### Görev
Aşağıdaki S-400 meselesi konulu yazıyı, son cümlesinden sonra gelecek şekilde sürdürün.
::: Gösterilen Metin
S-400 MESELESİ
Bu aralar ülkemizin gündeminde olan önemli konulardan birisi, Rusya’dan satın almış olduğumuz S-400 Füze Savunma Sisteminden dolayı ABD tarafından kapsama alındığımız CAATSA yaptırımları ve F-35 programından çıkarılmamızdır.
ABD, uzun zamandan bu yana Rusya’dan almış olduğumuz S-400 Füze Savunma Sistemi ile ilgili baskı yapıyordu. Yaptıkları her açıklamada bu anlaşmadan vazgeçmemizi salık veriyorlardı. Hatta ABD Savunma Bakanı Vekili Patrick M. Shanahan, Milli Savunma Bakanı Hulusi Akar’a göndermiş olduğu mektup ile konunun ABD açısından ne kadar önemli olduğuna değinmişti. Bu mektup aynı zamanda ABD eski Başkanı Lyndon Baines Johnson’un Başbakan İsmet İnönü’ye Kıbrıs Barış Harekâtı zamanında yazmış olduğu mektubu anımsatmıştı. Dolayısıyla ABD Savunma Bakanı Vekili Patrick M.Sahanahan’ın yazmış olduğu mektuptan konunun ABD açısından ne kadar önemli olduğunu bir kez daha anladık.
::::::
::: Verilen Satırlar
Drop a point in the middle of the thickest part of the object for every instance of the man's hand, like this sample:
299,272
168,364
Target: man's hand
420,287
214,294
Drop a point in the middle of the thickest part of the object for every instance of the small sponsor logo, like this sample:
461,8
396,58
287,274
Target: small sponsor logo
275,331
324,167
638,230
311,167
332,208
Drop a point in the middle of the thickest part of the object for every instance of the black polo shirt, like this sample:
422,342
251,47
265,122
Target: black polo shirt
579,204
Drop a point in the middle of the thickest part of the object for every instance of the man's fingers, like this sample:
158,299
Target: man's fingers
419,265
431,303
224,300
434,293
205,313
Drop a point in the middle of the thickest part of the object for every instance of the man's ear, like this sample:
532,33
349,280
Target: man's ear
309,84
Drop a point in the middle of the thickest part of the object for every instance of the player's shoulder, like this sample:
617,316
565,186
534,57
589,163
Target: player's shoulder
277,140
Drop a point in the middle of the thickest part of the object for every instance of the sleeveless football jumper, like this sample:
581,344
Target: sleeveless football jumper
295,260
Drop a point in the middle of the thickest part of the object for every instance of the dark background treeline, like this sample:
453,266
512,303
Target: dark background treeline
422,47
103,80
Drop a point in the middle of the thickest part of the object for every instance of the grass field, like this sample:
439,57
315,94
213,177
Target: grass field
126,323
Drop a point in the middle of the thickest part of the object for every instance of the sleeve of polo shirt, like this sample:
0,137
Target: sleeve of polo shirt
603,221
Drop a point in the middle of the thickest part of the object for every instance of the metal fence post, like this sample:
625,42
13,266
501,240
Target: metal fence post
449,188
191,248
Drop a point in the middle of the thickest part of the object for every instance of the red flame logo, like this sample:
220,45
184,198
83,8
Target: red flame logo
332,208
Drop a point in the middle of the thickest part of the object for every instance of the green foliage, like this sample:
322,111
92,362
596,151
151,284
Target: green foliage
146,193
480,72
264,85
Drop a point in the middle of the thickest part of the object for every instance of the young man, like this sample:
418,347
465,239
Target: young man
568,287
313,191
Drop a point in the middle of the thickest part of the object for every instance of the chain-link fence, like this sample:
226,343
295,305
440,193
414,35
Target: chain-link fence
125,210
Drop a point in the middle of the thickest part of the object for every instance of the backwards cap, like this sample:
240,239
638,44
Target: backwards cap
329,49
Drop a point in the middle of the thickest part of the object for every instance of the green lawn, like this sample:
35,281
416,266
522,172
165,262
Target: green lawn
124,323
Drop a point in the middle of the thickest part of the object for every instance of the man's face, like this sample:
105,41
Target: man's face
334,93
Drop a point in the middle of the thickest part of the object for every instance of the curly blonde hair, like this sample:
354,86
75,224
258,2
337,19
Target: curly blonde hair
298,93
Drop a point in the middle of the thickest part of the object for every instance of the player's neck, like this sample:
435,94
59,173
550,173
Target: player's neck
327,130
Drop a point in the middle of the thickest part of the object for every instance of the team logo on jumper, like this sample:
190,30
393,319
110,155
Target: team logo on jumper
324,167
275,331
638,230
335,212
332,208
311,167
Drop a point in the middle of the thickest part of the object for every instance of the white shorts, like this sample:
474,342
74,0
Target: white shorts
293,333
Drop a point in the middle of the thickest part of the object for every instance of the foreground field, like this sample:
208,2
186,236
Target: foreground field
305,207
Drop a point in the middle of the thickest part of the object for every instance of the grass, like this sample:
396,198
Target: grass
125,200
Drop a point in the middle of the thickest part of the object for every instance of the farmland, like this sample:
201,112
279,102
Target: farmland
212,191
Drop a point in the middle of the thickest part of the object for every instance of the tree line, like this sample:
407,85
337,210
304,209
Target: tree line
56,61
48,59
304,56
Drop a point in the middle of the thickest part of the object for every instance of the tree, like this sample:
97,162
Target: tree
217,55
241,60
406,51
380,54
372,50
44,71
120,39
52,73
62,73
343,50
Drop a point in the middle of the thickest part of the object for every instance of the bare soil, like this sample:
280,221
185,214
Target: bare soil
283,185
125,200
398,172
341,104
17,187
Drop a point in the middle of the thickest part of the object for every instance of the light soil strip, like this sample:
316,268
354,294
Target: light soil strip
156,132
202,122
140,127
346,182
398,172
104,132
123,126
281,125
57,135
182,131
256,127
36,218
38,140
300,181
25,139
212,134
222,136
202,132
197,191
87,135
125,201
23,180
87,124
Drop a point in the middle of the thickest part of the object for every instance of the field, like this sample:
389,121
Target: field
::::::
### Alıştırma Çıktısı
Her şeyden evvel bir konunun altını çizmekte son derece fayda var. O da, Rusya’dan satın almış olduğumuz S-400 Füze Savunma Sistemi hakkında son derece haklı olduğumuzdur. Bu konu da iki nedenden dolayı haklıyız. Birincisi 2013 ve 2015 yıllarında NATO’dan füze savunma sistemi almak istememize rağmen bu talebimizin teknolojisi ile birlikte olumlu bakılmamasıdır. İkinci neden ise tek kutuplu dünyanın Ortadoğu’da barışı sağlayamamasıdır. Daha doğrusu NATO’nun günümüzdeki birinci görevi, Ortadoğu’da bulunan ülkelerin rejimlerini değiştirmek suretiyle burada bulunan enerji yataklarına el koymak istemesi, yine bu bölgede İsrail’in korunması amacıyla yeni yapılanmaların hayata geçirilmesidir. Bu sebeplerle Rusya’dan alınan S-400 Füze Savunma Sistemi ABD’nin tek kutuplu dünyasına alternatif bir dünyanın gelişmesine katkı verecektir. Bu alternatif ABD’nin Ortadoğu’yu tek başına şekillendirmesine de engel olacaktır. Yani, Yeni Dünya Düzeni ’ne denge gelecektir.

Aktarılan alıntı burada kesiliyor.